== TEXT SEGMENT ==
BEGIN

Aug. 2 (UPI) -- Britain on Monday again started allowing fully vaccinated travelers from the United States and European Union to cross its borders without restrictions or the need to quarantine.
British officials said last week that lifting the restriction is a move to boost the country's ailing travel industry, which has sagged since the start of the COVID-19 pandemic.
Previously, travelers from the EU and United States were required to quarantine for 10 days on arrival.
Monday's change opens England, Scotland, Wales and Northern Ireland to travel without restrictions.
"Passengers who are fully vaccinated in the EU with vaccines authorized by the European Medicines Agency or in the U.S. with vaccines authorized by the Food and Drug Administration ... will be able to travel to England without having to quarantine or take a Day 8 test on arrival," the British Transport Ministry said in a statement.
British transportation minister Grant Shapps said the move will allow family and friends from outside Britain to finally reunite.
"We've taken great strides on our journey to reopen international travel and today is another important step forward," Shapps said in a statement.
"Whether you are a family reuniting for the first time since the start of the pandemic or a business benefiting from increased trade -- this is the progress we can all enjoy."
British travelers are still subject to restrictions in the United States, where the more contagious Delta coronavirus variant has led to significant surges in cases in some states.
The White House said last week it will hold tight to the restrictions for foreigners for as long as is deemed necessary.

END

== EXERCISE BRIEF ==
Copy the part of the news report on Britain lifting quarantine for vaccinated travelers that starts with "British officials said" and goes on through "Ministry said in a statement.", keeping every word unchanged.

== PROVIDED RECORDS ==

BEGIN

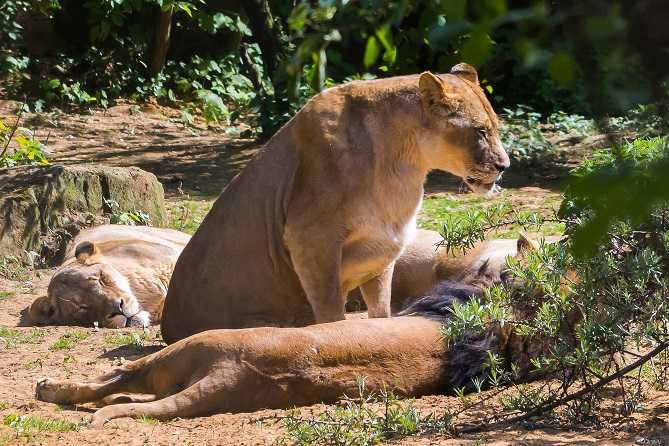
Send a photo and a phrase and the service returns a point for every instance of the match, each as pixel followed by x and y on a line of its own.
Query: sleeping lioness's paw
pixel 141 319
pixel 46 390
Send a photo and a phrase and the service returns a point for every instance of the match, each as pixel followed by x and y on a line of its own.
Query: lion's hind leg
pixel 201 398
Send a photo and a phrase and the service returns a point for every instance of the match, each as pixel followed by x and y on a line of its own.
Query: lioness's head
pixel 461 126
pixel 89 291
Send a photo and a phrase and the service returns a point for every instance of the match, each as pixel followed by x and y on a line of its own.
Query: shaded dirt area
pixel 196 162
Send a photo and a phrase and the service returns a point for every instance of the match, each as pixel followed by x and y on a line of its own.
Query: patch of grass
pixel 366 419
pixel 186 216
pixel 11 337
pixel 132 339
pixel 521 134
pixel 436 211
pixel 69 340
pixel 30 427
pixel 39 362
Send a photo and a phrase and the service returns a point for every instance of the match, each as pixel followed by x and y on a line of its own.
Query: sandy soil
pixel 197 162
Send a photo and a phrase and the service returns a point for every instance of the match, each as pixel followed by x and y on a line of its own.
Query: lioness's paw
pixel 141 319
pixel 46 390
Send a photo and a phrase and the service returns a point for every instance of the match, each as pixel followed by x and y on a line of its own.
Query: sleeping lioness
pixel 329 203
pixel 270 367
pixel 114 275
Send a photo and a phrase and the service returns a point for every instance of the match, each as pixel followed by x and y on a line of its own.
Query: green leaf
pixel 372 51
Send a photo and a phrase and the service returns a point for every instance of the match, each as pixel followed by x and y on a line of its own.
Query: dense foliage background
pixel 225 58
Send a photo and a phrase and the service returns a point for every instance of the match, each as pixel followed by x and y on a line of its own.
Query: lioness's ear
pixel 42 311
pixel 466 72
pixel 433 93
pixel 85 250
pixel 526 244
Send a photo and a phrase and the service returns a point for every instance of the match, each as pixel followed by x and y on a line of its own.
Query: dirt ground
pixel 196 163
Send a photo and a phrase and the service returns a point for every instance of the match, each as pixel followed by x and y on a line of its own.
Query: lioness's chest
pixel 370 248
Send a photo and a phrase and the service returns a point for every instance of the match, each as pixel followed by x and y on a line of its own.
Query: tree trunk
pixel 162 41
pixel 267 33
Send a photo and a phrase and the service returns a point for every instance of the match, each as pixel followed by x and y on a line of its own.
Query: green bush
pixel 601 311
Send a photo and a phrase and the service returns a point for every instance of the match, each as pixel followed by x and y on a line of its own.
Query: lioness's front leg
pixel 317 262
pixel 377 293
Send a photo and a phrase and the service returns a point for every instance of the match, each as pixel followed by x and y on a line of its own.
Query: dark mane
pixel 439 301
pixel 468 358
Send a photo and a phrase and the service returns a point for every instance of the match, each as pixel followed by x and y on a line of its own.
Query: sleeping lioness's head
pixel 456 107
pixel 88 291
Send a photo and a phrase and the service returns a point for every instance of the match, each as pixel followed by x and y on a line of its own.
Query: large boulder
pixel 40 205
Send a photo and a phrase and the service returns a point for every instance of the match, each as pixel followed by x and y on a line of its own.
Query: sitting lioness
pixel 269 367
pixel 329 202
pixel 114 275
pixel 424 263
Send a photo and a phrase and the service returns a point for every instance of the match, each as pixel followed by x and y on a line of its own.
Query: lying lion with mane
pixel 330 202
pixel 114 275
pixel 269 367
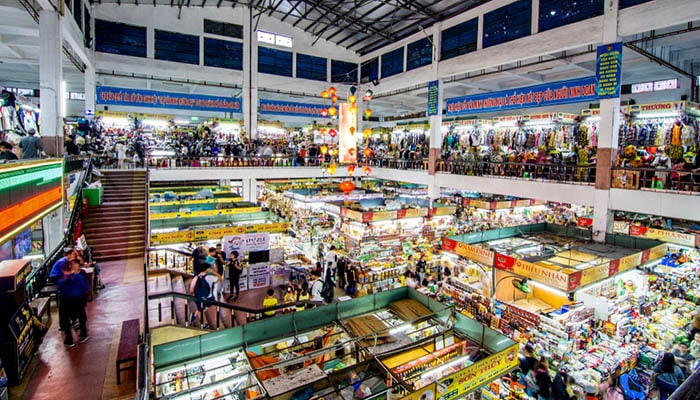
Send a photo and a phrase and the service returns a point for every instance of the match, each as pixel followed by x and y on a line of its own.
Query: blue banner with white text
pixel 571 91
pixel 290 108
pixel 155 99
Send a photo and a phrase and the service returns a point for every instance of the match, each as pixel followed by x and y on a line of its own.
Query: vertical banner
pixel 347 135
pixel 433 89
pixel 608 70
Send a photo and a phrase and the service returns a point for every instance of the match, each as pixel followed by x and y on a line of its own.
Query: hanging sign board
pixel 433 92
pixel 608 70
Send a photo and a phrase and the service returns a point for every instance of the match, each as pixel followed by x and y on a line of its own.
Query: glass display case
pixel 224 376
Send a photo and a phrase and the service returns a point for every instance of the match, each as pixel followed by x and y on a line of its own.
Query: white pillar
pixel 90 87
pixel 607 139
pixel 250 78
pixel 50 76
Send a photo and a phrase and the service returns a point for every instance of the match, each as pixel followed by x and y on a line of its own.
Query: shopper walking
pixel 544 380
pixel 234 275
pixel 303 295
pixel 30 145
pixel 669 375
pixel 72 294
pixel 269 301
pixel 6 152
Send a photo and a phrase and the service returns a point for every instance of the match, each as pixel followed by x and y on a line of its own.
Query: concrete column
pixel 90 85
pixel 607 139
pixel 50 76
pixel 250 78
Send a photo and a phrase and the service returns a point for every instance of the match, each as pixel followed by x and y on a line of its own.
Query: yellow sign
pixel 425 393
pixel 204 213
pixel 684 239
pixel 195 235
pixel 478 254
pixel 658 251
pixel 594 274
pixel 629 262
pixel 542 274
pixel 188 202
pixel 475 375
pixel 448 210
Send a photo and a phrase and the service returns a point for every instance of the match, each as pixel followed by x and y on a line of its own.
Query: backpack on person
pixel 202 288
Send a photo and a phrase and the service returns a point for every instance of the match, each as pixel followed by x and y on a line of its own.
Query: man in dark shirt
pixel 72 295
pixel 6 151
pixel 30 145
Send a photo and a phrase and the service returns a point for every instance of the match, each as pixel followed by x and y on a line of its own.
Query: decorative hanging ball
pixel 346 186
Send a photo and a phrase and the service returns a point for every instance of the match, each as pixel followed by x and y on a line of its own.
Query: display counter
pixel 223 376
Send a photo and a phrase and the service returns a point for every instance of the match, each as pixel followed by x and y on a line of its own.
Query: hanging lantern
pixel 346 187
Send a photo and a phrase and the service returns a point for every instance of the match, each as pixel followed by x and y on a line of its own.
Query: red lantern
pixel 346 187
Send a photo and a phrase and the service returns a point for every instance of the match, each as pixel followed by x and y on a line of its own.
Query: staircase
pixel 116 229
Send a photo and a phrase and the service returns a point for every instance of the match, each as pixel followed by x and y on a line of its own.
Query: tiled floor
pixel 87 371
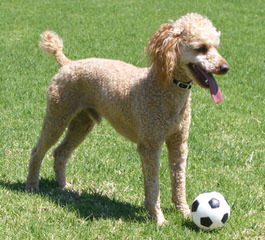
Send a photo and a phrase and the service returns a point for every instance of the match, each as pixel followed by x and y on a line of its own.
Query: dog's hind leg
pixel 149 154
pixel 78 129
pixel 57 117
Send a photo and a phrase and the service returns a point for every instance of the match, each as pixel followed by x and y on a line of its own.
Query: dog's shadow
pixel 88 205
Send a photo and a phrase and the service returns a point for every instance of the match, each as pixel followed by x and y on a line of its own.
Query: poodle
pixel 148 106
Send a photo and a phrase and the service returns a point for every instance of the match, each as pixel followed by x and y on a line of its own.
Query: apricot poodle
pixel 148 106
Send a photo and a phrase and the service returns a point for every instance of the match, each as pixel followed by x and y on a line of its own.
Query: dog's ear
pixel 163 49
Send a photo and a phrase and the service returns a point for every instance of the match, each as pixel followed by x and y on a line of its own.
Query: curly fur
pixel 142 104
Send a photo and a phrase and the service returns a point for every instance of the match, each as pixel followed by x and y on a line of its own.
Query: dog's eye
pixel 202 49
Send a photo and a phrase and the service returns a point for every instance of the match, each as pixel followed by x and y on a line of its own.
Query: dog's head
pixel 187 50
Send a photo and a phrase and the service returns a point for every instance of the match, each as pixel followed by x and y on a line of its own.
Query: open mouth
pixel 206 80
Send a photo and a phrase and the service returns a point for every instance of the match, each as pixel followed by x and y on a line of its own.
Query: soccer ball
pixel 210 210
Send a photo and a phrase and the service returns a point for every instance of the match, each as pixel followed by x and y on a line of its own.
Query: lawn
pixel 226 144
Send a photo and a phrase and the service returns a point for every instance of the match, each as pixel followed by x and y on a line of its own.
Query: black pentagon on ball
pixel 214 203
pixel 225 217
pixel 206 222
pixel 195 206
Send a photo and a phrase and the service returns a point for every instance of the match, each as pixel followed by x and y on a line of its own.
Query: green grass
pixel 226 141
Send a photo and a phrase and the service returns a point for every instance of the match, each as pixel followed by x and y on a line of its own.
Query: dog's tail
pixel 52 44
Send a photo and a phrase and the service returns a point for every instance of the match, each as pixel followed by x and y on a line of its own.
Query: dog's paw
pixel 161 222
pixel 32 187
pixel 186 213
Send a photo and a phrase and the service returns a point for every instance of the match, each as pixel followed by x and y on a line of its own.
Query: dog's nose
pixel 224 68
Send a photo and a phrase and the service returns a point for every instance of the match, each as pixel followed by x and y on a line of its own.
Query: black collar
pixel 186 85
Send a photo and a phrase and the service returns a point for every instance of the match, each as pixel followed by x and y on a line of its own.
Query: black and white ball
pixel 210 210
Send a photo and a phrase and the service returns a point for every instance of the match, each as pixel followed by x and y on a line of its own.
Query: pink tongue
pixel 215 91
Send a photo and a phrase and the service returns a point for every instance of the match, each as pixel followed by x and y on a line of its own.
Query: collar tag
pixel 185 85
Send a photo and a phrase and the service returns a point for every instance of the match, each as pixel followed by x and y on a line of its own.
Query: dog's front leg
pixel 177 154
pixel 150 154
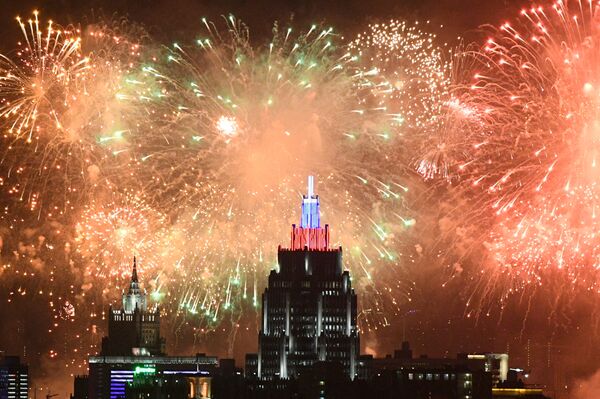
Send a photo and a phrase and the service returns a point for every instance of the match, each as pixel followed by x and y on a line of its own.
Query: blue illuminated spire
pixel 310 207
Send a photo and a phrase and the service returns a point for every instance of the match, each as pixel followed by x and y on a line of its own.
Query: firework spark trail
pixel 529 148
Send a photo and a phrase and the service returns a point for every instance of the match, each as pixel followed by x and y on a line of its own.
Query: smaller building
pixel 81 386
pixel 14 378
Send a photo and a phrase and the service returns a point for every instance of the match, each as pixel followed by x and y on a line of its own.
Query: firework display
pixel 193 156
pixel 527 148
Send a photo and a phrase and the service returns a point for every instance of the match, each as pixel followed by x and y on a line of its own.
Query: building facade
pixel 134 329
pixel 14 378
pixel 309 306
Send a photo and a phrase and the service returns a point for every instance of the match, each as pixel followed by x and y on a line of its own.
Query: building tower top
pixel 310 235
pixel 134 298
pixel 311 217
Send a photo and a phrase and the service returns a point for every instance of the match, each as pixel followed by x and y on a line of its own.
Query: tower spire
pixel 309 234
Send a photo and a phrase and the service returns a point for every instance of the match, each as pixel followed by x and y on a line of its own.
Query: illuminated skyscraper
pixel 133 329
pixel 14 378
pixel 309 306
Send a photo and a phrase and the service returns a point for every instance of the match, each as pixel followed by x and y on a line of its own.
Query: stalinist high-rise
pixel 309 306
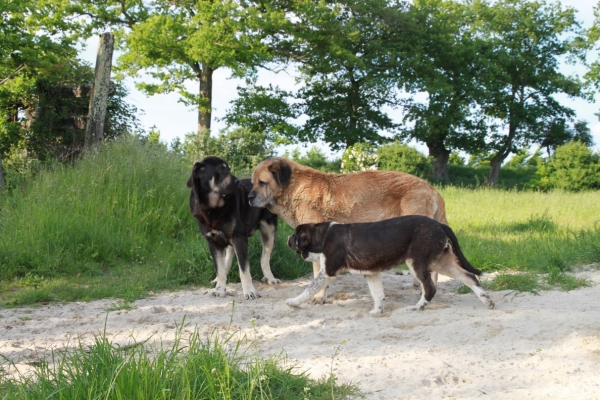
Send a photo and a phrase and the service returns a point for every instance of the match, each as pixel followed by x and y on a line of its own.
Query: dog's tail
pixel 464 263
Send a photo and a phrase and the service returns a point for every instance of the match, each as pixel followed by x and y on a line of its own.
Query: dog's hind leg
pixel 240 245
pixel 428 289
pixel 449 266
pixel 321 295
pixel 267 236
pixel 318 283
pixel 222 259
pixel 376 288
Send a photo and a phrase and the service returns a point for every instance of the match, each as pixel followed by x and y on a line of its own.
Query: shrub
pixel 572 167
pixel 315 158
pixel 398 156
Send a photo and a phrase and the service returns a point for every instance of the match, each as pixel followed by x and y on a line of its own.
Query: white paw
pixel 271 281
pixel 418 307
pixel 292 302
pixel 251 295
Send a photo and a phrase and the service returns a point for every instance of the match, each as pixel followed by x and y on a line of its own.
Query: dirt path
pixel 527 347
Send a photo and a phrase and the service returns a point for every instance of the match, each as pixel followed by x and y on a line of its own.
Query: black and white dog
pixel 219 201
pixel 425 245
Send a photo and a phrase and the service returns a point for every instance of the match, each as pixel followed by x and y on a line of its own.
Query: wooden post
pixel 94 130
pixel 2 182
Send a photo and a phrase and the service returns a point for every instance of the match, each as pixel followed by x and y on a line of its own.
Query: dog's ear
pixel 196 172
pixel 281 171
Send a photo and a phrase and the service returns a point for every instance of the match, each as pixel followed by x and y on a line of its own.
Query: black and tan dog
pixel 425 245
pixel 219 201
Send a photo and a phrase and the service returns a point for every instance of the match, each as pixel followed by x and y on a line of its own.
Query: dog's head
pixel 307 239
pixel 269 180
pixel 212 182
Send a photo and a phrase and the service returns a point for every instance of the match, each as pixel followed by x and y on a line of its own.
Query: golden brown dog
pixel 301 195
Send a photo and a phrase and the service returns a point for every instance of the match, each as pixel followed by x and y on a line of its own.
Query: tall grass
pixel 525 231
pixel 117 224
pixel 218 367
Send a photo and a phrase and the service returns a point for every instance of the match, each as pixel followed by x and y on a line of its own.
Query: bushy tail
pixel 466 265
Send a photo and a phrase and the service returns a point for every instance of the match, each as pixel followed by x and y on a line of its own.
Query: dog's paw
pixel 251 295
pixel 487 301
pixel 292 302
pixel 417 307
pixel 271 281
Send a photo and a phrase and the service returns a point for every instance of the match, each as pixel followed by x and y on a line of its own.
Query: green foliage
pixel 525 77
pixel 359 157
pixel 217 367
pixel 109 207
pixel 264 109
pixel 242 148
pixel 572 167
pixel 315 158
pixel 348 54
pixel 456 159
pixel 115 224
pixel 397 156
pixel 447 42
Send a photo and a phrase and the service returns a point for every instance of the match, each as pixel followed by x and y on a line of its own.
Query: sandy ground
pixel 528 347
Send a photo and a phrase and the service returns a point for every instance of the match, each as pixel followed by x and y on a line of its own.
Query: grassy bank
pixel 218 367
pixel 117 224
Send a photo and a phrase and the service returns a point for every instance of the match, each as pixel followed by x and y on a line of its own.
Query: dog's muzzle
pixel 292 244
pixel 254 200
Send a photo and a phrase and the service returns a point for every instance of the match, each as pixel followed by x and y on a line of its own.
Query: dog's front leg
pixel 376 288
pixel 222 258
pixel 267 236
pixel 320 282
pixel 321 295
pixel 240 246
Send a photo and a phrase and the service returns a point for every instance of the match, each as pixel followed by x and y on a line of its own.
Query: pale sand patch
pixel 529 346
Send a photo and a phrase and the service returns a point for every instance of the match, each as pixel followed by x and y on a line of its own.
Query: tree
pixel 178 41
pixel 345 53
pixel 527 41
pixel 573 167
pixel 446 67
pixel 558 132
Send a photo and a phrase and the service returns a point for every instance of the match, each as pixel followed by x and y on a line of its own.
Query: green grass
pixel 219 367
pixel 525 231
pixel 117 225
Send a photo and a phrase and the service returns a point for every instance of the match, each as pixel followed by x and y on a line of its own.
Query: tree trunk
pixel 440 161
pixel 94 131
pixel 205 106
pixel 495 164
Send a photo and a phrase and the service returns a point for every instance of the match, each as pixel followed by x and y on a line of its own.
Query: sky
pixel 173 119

END

== SOLUTION TO THIS TASK ==
British officials said last week that lifting the restriction is a move to boost the country's ailing travel industry, which has sagged since the start of the COVID-19 pandemic.
Previously, travelers from the EU and United States were required to quarantine for 10 days on arrival.
Monday's change opens England, Scotland, Wales and Northern Ireland to travel without restrictions.
"Passengers who are fully vaccinated in the EU with vaccines authorized by the European Medicines Agency or in the U.S. with vaccines authorized by the Food and Drug Administration ... will be able to travel to England without having to quarantine or take a Day 8 test on arrival," the British Transport Ministry said in a statement.